Prior research has led to an appreciation that in the case of metallacycles cellular uptake and accumulation is correlated with the lipophilicity/hydrophilicity ratio.²³ The octanol/water partition coefficient (log P_o/w) of Ru1100 was determined to be 0.741 (Fig. S18†). This complex is thus more hydrophobic than its Ru(II) complex 2 (log P_o/w = −0.82). The greater lipophilicity of Ru1100 is attributed to the presence of the hydrophobic ligand 1. In the event, the lipophilicity of Ru1100 was considered conducive to cellular uptake and selective localization. The actual cellular uptake and localization of Ru1100 was tested in a lung cancer cell line (A549). After incubation with Ru1100, the A549 cells displayed a strong intracellular NIR-II fluorescence. As expected, the average fluorescence intensity increased with increasing incubation time (Fig. 3A and B and S19†). Colocalization experiments revealed that the red fluorescence signal arising from Ru1100 overlapped primarily with the green fluorescence from LysoTracker® Green (LTG) after 6 hours incubation (correlation coefficient = 0.75) (Fig. 3C and S20†). A small portion of the Ru1100-based emission was found to overlap with the fluorescence generated from Mito-Tracker® Red (MTR) and Hoechst (Fig. S21†).

» **Activity A**
Condense the paragraph on Ru1100 cellular uptake that begins "Prior research has led to an appreciation" into a short bulleted list, keeping its main facts.
» **Activity B**
Write a continuation of the passage on Ru1100 uptake in A549 cells, starting after its final sentence.

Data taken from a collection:
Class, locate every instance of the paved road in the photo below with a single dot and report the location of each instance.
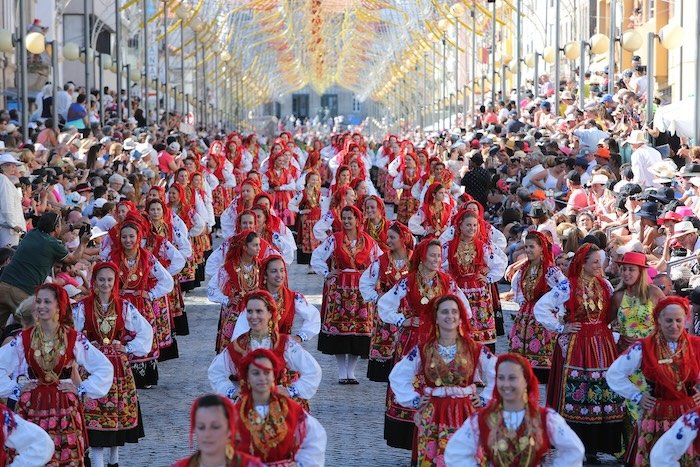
(352, 415)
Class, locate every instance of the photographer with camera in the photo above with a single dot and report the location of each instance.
(33, 261)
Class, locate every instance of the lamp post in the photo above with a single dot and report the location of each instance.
(611, 49)
(670, 37)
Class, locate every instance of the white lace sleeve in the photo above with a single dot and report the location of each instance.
(677, 441)
(310, 318)
(624, 366)
(388, 304)
(312, 452)
(463, 446)
(219, 371)
(401, 379)
(137, 324)
(320, 255)
(368, 283)
(33, 446)
(300, 360)
(99, 368)
(569, 450)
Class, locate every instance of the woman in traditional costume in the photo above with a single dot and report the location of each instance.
(536, 277)
(290, 304)
(378, 279)
(347, 319)
(330, 221)
(437, 377)
(407, 306)
(405, 176)
(238, 276)
(271, 425)
(306, 204)
(433, 217)
(213, 421)
(669, 360)
(302, 374)
(376, 222)
(682, 438)
(117, 329)
(143, 281)
(250, 187)
(584, 351)
(475, 264)
(50, 399)
(513, 430)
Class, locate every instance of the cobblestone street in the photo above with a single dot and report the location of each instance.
(353, 416)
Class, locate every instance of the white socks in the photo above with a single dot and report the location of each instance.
(342, 366)
(97, 457)
(352, 363)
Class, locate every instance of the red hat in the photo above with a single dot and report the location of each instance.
(635, 259)
(603, 152)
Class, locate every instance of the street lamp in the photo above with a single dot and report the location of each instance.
(670, 37)
(598, 44)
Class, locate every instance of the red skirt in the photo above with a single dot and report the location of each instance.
(59, 414)
(118, 410)
(483, 321)
(435, 424)
(577, 388)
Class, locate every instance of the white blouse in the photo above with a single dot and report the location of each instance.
(496, 261)
(308, 314)
(320, 256)
(312, 452)
(388, 304)
(553, 276)
(96, 385)
(463, 446)
(404, 373)
(133, 322)
(370, 278)
(33, 445)
(296, 358)
(675, 442)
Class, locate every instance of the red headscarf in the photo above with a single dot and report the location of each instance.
(535, 417)
(682, 367)
(405, 235)
(547, 261)
(478, 241)
(229, 409)
(427, 208)
(89, 302)
(575, 271)
(429, 328)
(167, 217)
(65, 315)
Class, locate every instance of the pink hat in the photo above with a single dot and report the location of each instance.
(685, 211)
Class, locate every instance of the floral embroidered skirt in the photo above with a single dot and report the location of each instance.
(408, 205)
(346, 319)
(145, 369)
(435, 424)
(483, 321)
(578, 391)
(658, 421)
(399, 424)
(227, 321)
(530, 339)
(61, 416)
(115, 419)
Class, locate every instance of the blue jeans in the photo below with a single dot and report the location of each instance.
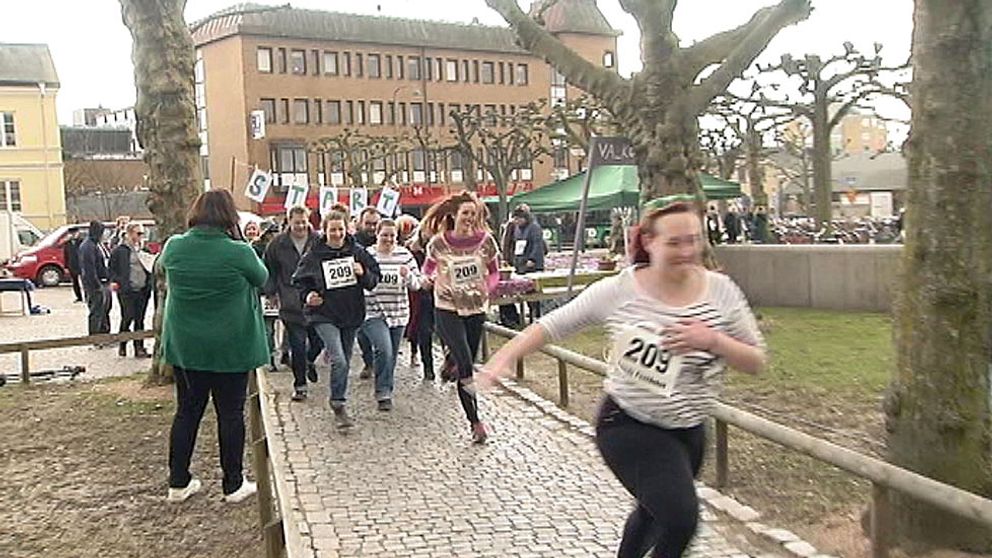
(385, 342)
(338, 342)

» **Task answer A**
- In metallacycles, cellular uptake and accumulation correlate with the lipophilicity/hydrophilicity ratio.
- Ru1100 has a log P_o/w of 0.741, so it is more hydrophobic than its Ru(II) complex 2 (log P_o/w = −0.82). This is attributed to the hydrophobic ligand 1.
- This lipophilicity was considered favorable for cellular uptake and selective localization.
- In A549 lung cancer cells, Ru1100 produced strong intracellular NIR-II fluorescence, and the average intensity rose with longer incubation.
- After 6 hours, the Ru1100 signal overlapped mainly with LysoTracker® Green (correlation coefficient = 0.75). A small portion overlapped with Mito-Tracker® Red and Hoechst.

» **Task answer B**
Fig. 3 (A) NIR-II fluorescence images of A549 cells incubated with Ru1100 (5 μM) for 24 h at 37 °C. NIR-II images were taken under a 100 ms exposure to a 808 nm excitation source using a NIR-II fluorescence microscope. Scale bar: 300 μm. (B) The average NIR-II fluorescence intensity of A549 cells and the corresponding error bars were obtained by taking the s.d. of their average fluorescence intensity from 20 cells within each NIR-II fluorescence image. (C) Colocalization images of cells treated with Ru1100 and LysoTracker® Green (LTG) and the corresponding correlation coefficients. Scale bar: 10 μm. (D) Elemental distribution in A549 cells as obtained from LA-ICP-MS analyses. Scale bar: 50 μm. (E) Time-dependent ICP-MS of A549 cells pre-incubated with Ru1100 (5 μM). (F) Subcellular distribution and quantification of Ru in A549 cells as inferred from ICP-MS studies. Here, A549 cells were treated with Ru1100 (5 μM) at 37 °C for 6 h in the dark. Lysosomes, mitochondria, and nuclei were extracted using lysosomal, mitochondrial and nuclear isolation kits, respectively. (G) Cellular uptake mechanism studies of Ru1100 (5 μM) at 4 °C and 37 °C, respectively. Scale bar: 300 μm.

The cellular uptake of Ru1100 was further studied by means of laser ablation inductively coupled plasma MS (LA-ICP-MS) and ICP-MS analyses. A strong signal corresponding to ¹⁰²Ru was detected in A549 cells via LA-ICP-MS, thus providing additional support for the conclusion that Ru1100 accumulated well in A549 cells (Fig. 3D). The concentration of Ru1100 in cells as determined by monitoring the ruthenium levels via ICP-MS was found to increase as the incubation time was extended from 3 h to 24 h, reaching 65.59 ng per million cells at 24 h (Fig. 3E). ICP-MS was also used to determine the subcellular distribution of Ru1100 after a 6 hour incubation period. These analyses revealed that 78.5% and 17.6% of the total Ru was found in the lysosomes and mitochondria, respectively. In contrast, relatively little Ru was found in the nucleus (Fig. 3F).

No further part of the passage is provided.